题目
A binary watch has 4 LEDs on the top which represent the hours (0-11), and the 6 LEDs on the bottom represent the minutes (0-59).
Each LED represents a zero or one, with the least significant bit on the right.
For example, the above binary watch reads "3:25".
Given a non-negative integer n which represents the number of LEDs that are currently on, return all possible times the watch could represent.
**Example:**
Input: n = 1
Return: ["1:00", "2:00", "4:00", "8:00", "0:01", "0:02", "0:04", "0:08", "0:16", "0:32"]
Note:
- The order of output does not matter.
- The hour must not contain a leading zero, for example "01:00" is not valid, it should be "1:00".
- The minute must be consist of two digits and may contain a leading zero, for example "10:2" is not valid, it should be "10:02".
解析
题目还是很好理解。其中要注意的是,输入的n为灯亮的个数,即1的个数,因为每个灯亮和不亮代表1和0。
因此,输入2代表有两个灯亮,这时要考虑所有的情况。
本题的解法采用了遍历,网上有的答案是采用DFS,即深度优先遍历,再加上剪枝。由其使用C语言实现比较复杂,因此读者可以使用其它的高级语言进行实现。

_ _ _ _

# 任务要求 A
根据给定文段的解析部分,本题的解法采用了什么方法?

# 所给材料
_ _ _ _

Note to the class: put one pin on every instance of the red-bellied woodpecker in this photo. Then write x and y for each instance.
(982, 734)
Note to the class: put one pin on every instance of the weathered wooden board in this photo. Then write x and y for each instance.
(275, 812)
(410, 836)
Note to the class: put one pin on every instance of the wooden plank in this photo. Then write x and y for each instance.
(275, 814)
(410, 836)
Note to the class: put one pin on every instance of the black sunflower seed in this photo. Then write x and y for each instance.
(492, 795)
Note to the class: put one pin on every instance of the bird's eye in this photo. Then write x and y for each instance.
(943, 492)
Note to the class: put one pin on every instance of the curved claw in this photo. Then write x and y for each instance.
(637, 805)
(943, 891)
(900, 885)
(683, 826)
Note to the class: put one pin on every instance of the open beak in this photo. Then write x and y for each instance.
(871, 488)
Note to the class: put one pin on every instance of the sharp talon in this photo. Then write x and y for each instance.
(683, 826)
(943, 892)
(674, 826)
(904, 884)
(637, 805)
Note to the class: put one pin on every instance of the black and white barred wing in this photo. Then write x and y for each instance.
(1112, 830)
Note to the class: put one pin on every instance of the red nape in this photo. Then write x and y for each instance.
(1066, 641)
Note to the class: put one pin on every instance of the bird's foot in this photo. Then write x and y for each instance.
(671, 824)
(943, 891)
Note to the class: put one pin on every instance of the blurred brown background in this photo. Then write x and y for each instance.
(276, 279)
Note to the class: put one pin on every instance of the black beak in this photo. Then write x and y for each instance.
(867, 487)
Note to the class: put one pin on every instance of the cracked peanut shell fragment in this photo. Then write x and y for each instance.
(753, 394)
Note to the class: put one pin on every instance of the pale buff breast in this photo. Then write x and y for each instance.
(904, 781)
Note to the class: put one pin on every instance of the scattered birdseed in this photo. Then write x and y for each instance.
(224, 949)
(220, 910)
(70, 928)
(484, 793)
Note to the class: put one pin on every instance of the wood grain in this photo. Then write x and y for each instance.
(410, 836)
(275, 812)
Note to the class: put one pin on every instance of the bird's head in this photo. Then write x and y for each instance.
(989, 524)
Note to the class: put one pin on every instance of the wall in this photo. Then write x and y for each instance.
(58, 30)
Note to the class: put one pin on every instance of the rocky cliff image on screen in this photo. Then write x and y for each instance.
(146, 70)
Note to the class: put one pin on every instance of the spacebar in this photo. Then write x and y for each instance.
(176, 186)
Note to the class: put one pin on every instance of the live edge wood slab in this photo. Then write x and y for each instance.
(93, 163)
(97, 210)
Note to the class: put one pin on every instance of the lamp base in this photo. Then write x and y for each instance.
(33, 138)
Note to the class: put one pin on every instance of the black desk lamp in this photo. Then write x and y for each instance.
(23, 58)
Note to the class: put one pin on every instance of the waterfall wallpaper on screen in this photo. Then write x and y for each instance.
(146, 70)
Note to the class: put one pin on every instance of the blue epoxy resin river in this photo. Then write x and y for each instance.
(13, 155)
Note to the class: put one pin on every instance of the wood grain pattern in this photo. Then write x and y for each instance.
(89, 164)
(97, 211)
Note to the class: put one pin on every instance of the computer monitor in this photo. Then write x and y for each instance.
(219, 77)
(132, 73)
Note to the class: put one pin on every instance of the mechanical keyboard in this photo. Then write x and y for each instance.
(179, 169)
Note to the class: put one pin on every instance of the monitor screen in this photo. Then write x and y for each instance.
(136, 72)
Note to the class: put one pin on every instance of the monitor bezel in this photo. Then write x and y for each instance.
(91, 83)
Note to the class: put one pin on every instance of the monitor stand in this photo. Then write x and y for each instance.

_ _ _ _

# 任务要求 B
请将条目中从含有“of the computer”的那一行起、至条目最后一行止(首尾两行均包括在内)的各行排成 Markdown 表格,列名为“序号”和“内容”,空行不计。

# 完整答案 A
本题的解法采用了遍历。

# 完整答案 B
| 序号 | 内容 |
|---|---|
| 1 | Note to the class: put one pin on every instance of the computer monitor in this photo. Then write x and y for each instance. |
| 2 | (219, 77) |
| 3 | (132, 73) |
| 4 | Note to the class: put one pin on every instance of the mechanical keyboard in this photo. Then write x and y for each instance. |
| 5 | (179, 169) |
| 6 | Note to the class: put one pin on every instance of the monitor screen in this photo. Then write x and y for each instance. |
| 7 | (136, 72) |
| 8 | Note to the class: put one pin on every instance of the monitor bezel in this photo. Then write x and y for each instance. |
| 9 | (91, 83) |
| 10 | Note to the class: put one pin on every instance of the monitor stand in this photo. Then write x and y for each instance. |